- [TASK OBJECTIVE]:
Please retype the data in full, exactly as given.

- [EXERCISE MATERIAL]:
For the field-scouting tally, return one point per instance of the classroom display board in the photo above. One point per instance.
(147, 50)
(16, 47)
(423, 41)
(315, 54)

- [TASK OUTPUT]:
For the field-scouting tally, return one point per instance of the classroom display board in the photo above. One point per instance.
(147, 50)
(16, 47)
(423, 41)
(315, 54)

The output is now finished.